## SUPPLIED TEXT
┏━━
Saturday 3 May 2014

Special Report Penang Property: Zooming in on Seberang Perai - Developers betting on growth prospects

ABUNDANT and more affordable land as well as a large population have attracted more developers to invest in Seberang Perai. There are also more job opportunities in the mainland now as industrial businesses shift their operations there. More young adults have also moved from the island to the mainland as property prices are more affordable there.

As several major projects are set to take off in Bandar Cassia in Batu Kawan, those involved in Seberang Perai’s real estate market are expected to reap the rewards of their investments.

Developers from outside Penang have made inroads into the mainland. They include Sunway Bhd, Mah Sing Group Bhd, IJM Land Bhd, Eco World Development Group Bhd, Malton Bhd, DNP Land Sdn Bhd and Global Oriental Bhd. Meanwhile, the local players include Ivory Properties Group Bhd, Tambun Indah Land Bhd, Tah Wah Group Sdn Bhd and Asas Dunia Sdn Bhd.
┗━━
## REQUIREMENTS
1. In the Seberang Perai report, change "affordable" to "reasonably priced" and rewrite everything from "Saturday 3 May" down to "of their investments.".
2. According to the Seberang Perai report, why have more young adults moved from the island to the mainland?

## RECORD LIST
┏━━
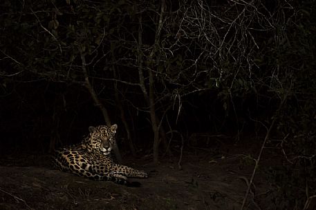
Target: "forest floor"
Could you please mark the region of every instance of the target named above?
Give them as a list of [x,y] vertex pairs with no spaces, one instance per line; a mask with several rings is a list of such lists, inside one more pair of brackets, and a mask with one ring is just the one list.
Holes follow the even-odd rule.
┗━━
┏━━
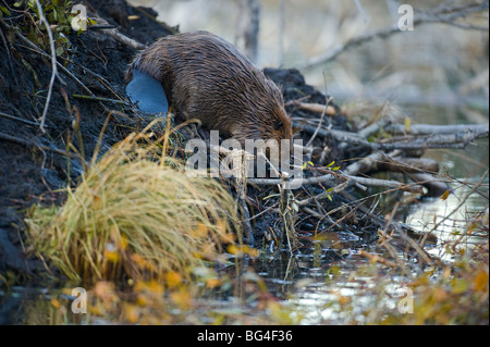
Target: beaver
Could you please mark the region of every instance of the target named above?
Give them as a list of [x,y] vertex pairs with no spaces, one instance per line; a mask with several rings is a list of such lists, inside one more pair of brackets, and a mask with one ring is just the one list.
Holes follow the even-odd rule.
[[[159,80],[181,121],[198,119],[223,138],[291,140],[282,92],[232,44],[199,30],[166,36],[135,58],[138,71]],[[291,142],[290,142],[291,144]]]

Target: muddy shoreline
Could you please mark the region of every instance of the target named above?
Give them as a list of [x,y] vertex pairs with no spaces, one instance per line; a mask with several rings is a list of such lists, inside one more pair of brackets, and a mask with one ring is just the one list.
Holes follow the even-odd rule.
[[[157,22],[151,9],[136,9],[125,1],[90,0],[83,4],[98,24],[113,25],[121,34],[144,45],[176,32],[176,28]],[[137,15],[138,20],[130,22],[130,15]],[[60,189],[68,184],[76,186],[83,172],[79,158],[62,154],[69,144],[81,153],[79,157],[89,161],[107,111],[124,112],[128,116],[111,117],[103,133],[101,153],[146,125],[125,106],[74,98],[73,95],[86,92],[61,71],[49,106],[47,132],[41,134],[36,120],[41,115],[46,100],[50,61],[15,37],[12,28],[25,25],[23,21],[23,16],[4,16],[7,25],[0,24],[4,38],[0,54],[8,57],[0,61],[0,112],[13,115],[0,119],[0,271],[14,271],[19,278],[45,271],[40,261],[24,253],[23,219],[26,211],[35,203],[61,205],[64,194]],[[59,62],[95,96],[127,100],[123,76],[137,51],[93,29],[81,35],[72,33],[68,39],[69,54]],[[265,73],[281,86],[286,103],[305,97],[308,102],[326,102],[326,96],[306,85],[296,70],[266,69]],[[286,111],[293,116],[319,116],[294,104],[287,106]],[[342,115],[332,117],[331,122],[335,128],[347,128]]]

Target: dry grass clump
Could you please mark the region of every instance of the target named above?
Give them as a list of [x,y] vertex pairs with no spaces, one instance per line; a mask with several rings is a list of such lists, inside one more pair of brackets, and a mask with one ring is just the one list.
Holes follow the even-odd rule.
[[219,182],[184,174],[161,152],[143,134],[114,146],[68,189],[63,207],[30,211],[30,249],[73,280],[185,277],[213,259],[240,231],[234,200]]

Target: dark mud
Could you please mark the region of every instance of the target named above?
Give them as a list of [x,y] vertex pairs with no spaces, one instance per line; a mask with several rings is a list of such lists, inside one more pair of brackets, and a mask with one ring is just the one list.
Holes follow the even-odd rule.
┗━━
┏━━
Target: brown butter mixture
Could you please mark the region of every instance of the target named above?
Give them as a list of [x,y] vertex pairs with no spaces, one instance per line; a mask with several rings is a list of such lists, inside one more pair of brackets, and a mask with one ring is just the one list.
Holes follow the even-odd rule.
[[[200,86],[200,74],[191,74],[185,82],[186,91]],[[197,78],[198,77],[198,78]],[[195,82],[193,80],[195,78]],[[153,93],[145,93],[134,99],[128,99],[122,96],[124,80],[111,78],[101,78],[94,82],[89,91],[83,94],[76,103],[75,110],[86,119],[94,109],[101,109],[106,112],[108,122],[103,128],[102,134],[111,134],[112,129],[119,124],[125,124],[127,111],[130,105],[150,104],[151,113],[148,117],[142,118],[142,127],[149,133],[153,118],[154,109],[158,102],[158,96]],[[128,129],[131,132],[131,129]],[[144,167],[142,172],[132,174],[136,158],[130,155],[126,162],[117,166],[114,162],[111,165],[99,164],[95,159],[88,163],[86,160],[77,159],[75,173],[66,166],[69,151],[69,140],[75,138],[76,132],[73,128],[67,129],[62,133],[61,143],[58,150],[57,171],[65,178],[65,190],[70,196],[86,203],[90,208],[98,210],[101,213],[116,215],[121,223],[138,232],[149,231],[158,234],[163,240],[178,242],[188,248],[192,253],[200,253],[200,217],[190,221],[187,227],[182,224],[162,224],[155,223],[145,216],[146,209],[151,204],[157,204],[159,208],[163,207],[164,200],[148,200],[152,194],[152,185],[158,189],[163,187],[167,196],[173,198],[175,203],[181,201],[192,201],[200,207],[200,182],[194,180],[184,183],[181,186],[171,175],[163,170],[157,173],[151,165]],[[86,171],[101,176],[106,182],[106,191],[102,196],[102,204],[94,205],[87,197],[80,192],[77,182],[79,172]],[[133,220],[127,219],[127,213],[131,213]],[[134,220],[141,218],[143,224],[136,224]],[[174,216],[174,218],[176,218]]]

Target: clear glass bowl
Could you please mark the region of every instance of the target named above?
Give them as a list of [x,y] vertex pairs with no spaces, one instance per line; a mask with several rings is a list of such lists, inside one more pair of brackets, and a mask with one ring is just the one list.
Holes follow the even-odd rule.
┗━━
## SOLUTIONS PER TASK
1.
Saturday 3 May 2014

Special Report Penang Property: Zooming in on Seberang Perai - Developers betting on growth prospects

ABUNDANT and more reasonably priced land as well as a large population have attracted more developers to invest in Seberang Perai. There are also more job opportunities in the mainland now as industrial businesses shift their operations there. More young adults have also moved from the island to the mainland as property prices are more reasonably priced there.

As several major projects are set to take off in Bandar Cassia in Batu Kawan, those involved in Seberang Perai’s real estate market are expected to reap the rewards of their investments.

2. They have moved because property prices are more affordable on the mainland.